WAT TE DOEN
a - Vertaal deze zin uit het tekstfragment over de DRU naar het Engels: "Door daar nu al plannen voor te ontwikkelen hebben we eerder een “plan B” achter de hand."
b - Beantwoord deze vragen met het tekstfragment over de DRU:
(i) Tot wanneer uiterlijk moet er aan de raad gerapporteerd worden over het plan om de bedrijfsvoering in afgeslankte vorm voort te zetten?
(ii) Hoe vaak moet er een werkbijeenkomst worden georganiseerd?
(iii) Wat moet er volgens de tekst tussen haken bekeken worden als de DRU de afspraken niet nakomt?

TEKSTFRAGMENT
18. In de tussentijd een plan te ontwikkelen om de bedrijfsvoering van de DRU in afgeslankte vorm voort te zetten, als voorbereiding op het scenario waarin de stichting niet voldoet aan de gestelde voorwaarden, en hierover uiterlijk in November 2026 over aan de raad te rapporteren;
[Als op basis van de eerdere punten in deze motie onverhoopt geen reëel plan gemaakt kan worden om de DRU overeind te houden, of als de DRU de afspraken niet nakomt, dan moet gekeken worden hoe de DRU gesaneerd kan worden. Door daar nu al plannen voor te ontwikkelen hebben we eerder een “plan B” achter de hand.]

19. Eén keer per jaar een werkbijeenkomst te organiseren over de actuele financiële situatie, prestatieafspraken en bedrijfsvoering, zodat de raad op tijd kaders kan bijstellen wanneer nodig.

DE GEGEVENS
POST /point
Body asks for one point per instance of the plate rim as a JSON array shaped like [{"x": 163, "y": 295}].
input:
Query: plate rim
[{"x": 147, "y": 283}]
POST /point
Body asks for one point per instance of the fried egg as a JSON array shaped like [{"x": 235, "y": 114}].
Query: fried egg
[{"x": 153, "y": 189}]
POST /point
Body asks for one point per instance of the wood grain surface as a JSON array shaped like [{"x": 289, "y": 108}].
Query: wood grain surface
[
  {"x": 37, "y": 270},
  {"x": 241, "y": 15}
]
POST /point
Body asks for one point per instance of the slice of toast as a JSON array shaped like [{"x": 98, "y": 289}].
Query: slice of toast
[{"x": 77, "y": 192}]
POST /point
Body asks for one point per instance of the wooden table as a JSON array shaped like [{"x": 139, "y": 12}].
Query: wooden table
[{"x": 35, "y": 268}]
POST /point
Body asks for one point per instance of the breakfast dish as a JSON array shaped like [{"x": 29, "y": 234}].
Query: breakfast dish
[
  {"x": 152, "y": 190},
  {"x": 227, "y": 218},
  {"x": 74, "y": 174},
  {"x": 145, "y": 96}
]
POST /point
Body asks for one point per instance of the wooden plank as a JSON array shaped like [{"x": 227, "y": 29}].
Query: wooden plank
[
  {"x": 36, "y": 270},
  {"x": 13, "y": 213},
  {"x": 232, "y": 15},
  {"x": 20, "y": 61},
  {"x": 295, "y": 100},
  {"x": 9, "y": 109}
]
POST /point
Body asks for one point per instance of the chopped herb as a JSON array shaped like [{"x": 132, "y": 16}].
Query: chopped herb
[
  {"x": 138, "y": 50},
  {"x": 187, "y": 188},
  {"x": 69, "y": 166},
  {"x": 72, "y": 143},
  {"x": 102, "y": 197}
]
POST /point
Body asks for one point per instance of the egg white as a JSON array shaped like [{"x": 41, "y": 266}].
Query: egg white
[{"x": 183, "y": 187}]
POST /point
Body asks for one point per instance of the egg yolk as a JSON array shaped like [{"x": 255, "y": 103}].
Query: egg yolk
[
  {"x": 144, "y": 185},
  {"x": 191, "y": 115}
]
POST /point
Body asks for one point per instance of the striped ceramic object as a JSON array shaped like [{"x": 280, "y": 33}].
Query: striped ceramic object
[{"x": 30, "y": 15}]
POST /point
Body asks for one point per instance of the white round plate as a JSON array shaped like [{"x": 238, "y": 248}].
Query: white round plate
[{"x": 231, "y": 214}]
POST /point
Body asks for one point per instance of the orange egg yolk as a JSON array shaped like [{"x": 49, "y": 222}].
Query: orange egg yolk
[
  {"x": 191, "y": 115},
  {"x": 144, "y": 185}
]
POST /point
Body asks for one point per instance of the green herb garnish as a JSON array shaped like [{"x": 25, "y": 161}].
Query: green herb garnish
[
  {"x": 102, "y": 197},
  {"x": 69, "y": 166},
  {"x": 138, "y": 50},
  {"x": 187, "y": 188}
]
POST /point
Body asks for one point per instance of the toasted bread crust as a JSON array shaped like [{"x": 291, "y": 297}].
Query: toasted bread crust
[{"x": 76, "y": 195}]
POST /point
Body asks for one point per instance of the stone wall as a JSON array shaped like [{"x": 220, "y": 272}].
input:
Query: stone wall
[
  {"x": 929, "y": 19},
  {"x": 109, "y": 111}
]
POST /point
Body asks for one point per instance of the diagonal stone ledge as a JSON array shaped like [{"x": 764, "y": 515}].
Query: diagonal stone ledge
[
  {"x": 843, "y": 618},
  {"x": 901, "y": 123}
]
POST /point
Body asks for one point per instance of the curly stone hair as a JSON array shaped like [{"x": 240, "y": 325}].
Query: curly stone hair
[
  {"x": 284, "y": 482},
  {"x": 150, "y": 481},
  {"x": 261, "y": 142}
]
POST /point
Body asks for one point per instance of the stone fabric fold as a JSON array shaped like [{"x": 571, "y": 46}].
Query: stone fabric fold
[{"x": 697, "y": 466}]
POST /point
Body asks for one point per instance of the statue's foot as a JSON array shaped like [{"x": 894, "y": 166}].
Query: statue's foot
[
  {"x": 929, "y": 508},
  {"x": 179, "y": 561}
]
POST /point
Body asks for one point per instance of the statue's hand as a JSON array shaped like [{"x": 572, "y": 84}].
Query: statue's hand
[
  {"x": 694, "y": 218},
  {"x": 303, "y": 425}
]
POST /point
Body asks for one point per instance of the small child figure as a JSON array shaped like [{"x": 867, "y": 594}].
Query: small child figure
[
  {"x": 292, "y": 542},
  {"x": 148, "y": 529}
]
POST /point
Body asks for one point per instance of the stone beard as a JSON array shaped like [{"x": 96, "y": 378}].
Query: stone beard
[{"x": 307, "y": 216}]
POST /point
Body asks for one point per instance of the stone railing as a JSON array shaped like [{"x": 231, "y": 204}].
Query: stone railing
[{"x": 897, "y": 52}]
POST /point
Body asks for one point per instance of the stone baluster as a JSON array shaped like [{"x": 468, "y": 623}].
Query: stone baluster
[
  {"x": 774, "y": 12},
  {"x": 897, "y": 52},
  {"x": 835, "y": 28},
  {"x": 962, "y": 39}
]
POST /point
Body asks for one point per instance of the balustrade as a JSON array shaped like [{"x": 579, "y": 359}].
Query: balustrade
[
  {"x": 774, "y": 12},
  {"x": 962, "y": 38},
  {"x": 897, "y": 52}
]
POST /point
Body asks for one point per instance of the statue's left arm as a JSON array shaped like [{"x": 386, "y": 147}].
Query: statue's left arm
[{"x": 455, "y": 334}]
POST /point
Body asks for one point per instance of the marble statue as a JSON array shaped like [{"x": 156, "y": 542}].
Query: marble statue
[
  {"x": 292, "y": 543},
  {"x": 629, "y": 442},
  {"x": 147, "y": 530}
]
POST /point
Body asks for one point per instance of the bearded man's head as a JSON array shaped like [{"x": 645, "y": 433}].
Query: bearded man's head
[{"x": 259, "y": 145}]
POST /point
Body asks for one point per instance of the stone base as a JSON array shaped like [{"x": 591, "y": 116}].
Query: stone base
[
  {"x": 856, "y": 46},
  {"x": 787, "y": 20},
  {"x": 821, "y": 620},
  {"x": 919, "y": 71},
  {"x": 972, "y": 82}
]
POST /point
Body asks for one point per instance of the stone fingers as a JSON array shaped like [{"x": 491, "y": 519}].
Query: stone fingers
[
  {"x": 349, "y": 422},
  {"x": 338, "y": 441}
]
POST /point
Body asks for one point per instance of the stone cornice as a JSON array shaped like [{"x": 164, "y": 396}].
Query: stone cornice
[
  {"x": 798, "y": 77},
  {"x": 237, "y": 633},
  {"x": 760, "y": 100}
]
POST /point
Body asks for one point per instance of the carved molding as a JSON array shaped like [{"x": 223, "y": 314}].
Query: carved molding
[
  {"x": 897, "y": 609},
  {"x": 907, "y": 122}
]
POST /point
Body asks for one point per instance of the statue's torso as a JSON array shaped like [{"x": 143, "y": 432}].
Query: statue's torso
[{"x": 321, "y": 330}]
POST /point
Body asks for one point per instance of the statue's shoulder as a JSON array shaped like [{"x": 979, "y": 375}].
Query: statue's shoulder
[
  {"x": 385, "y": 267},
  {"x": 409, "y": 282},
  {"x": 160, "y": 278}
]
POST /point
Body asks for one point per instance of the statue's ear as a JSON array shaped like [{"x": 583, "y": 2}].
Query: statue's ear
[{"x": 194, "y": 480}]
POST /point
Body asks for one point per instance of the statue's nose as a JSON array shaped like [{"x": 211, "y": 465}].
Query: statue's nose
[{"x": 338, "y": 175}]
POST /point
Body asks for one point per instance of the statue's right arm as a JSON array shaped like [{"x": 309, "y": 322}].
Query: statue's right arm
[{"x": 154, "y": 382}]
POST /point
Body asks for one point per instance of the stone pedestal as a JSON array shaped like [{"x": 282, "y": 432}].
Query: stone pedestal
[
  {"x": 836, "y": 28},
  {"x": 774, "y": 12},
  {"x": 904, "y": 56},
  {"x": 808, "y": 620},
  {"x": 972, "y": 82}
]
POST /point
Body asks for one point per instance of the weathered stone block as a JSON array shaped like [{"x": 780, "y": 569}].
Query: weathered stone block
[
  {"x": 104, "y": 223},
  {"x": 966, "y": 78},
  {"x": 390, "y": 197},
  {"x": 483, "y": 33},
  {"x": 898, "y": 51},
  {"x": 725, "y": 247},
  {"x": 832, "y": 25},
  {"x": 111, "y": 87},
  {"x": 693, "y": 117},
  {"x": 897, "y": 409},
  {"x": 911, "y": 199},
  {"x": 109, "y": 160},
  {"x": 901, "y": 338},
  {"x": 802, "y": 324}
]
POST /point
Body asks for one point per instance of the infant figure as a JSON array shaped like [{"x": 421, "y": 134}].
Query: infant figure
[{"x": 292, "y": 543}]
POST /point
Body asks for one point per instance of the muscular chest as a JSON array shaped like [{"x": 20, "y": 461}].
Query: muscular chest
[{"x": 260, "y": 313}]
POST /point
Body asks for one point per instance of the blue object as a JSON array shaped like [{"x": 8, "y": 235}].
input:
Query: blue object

ANTWOORDEN
a - By developing plans for that now, we will have a “plan B” at hand sooner.

b -
(i) Uiterlijk in november 2026.
(ii) Eén keer per jaar.
(iii) Hoe de DRU gesaneerd kan worden.